# Start of Records for the exercise

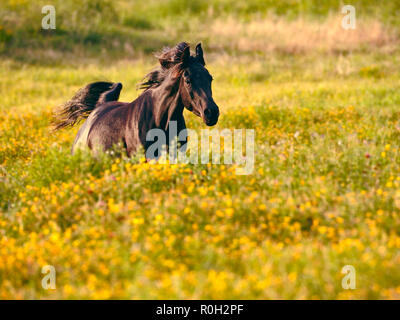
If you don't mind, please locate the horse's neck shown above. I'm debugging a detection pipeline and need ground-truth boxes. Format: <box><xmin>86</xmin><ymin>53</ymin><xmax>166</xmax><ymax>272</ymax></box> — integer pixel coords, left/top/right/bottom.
<box><xmin>151</xmin><ymin>81</ymin><xmax>184</xmax><ymax>131</ymax></box>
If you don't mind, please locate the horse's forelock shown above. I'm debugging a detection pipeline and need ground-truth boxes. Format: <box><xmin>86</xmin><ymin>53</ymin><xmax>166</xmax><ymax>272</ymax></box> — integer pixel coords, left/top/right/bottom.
<box><xmin>139</xmin><ymin>42</ymin><xmax>193</xmax><ymax>89</ymax></box>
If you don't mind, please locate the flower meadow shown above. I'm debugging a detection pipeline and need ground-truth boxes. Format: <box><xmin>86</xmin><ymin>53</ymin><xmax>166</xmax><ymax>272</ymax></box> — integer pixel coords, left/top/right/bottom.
<box><xmin>0</xmin><ymin>0</ymin><xmax>400</xmax><ymax>299</ymax></box>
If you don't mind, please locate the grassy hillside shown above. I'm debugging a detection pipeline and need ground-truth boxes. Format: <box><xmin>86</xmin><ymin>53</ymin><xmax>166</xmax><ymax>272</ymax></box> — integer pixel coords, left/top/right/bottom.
<box><xmin>0</xmin><ymin>0</ymin><xmax>400</xmax><ymax>299</ymax></box>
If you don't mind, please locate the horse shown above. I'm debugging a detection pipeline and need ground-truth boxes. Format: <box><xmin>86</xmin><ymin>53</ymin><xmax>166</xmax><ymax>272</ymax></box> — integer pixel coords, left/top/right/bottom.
<box><xmin>54</xmin><ymin>42</ymin><xmax>219</xmax><ymax>157</ymax></box>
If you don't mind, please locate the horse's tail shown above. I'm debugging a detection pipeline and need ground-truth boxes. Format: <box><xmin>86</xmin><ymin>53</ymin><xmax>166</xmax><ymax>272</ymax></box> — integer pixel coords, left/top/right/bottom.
<box><xmin>53</xmin><ymin>81</ymin><xmax>122</xmax><ymax>130</ymax></box>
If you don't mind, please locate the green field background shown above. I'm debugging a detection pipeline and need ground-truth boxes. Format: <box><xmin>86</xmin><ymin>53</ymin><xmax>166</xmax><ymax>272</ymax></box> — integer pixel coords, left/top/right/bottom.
<box><xmin>0</xmin><ymin>0</ymin><xmax>400</xmax><ymax>299</ymax></box>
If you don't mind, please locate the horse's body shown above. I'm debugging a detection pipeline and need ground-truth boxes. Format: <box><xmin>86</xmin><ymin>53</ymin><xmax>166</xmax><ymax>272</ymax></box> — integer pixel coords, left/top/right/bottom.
<box><xmin>56</xmin><ymin>42</ymin><xmax>219</xmax><ymax>156</ymax></box>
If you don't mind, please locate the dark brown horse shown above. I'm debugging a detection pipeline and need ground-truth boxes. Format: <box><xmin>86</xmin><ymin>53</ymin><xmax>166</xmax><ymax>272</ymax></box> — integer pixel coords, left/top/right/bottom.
<box><xmin>55</xmin><ymin>42</ymin><xmax>219</xmax><ymax>156</ymax></box>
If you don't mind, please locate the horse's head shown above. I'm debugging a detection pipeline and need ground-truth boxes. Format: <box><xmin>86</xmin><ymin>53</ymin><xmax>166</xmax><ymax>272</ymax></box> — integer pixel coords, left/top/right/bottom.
<box><xmin>158</xmin><ymin>42</ymin><xmax>219</xmax><ymax>126</ymax></box>
<box><xmin>180</xmin><ymin>43</ymin><xmax>219</xmax><ymax>126</ymax></box>
<box><xmin>179</xmin><ymin>43</ymin><xmax>219</xmax><ymax>126</ymax></box>
<box><xmin>140</xmin><ymin>42</ymin><xmax>219</xmax><ymax>126</ymax></box>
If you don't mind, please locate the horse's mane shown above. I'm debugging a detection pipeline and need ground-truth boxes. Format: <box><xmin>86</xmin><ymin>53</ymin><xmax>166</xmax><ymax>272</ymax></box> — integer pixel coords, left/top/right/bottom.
<box><xmin>139</xmin><ymin>42</ymin><xmax>189</xmax><ymax>90</ymax></box>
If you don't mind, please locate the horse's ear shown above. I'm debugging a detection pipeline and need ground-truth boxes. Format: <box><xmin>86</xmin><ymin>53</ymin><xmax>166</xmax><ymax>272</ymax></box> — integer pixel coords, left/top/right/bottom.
<box><xmin>196</xmin><ymin>42</ymin><xmax>206</xmax><ymax>66</ymax></box>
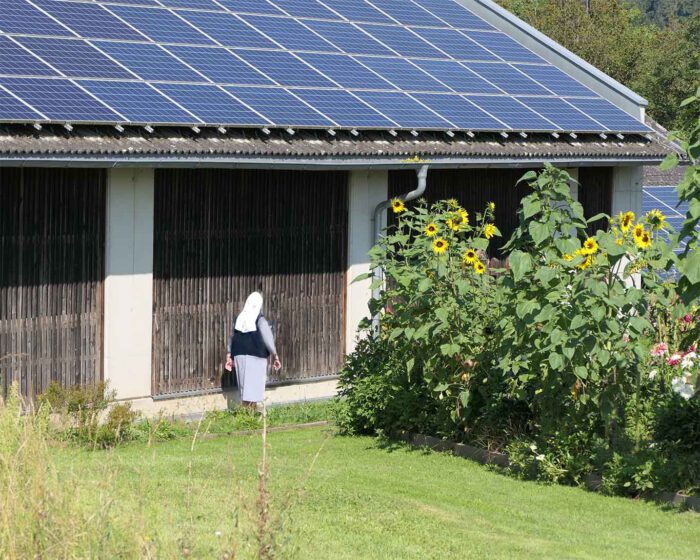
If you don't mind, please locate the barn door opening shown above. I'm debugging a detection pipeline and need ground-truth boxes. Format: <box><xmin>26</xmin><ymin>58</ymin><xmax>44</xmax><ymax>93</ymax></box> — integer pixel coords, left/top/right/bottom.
<box><xmin>0</xmin><ymin>169</ymin><xmax>106</xmax><ymax>397</ymax></box>
<box><xmin>153</xmin><ymin>170</ymin><xmax>348</xmax><ymax>395</ymax></box>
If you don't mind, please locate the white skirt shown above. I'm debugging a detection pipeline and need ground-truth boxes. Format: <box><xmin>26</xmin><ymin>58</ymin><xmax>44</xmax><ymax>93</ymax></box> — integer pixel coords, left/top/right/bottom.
<box><xmin>234</xmin><ymin>356</ymin><xmax>267</xmax><ymax>402</ymax></box>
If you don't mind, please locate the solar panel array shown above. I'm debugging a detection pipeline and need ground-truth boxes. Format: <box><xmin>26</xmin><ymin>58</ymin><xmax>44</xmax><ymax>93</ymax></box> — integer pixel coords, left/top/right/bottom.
<box><xmin>642</xmin><ymin>185</ymin><xmax>688</xmax><ymax>252</ymax></box>
<box><xmin>0</xmin><ymin>0</ymin><xmax>649</xmax><ymax>133</ymax></box>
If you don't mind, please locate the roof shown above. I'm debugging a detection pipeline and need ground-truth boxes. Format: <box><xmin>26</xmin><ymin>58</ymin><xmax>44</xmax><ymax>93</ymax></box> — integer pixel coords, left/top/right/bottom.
<box><xmin>0</xmin><ymin>125</ymin><xmax>672</xmax><ymax>165</ymax></box>
<box><xmin>0</xmin><ymin>0</ymin><xmax>648</xmax><ymax>133</ymax></box>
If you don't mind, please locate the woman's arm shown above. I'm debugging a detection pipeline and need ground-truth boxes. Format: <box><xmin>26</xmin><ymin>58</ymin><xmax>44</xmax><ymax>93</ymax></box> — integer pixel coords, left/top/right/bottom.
<box><xmin>258</xmin><ymin>317</ymin><xmax>277</xmax><ymax>358</ymax></box>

# End of Records for the exercise

- [Problem details]: Give the number of lines in the data above that contain the string "body", treating case as significant; reply with the number only.

- [Correct output]: 1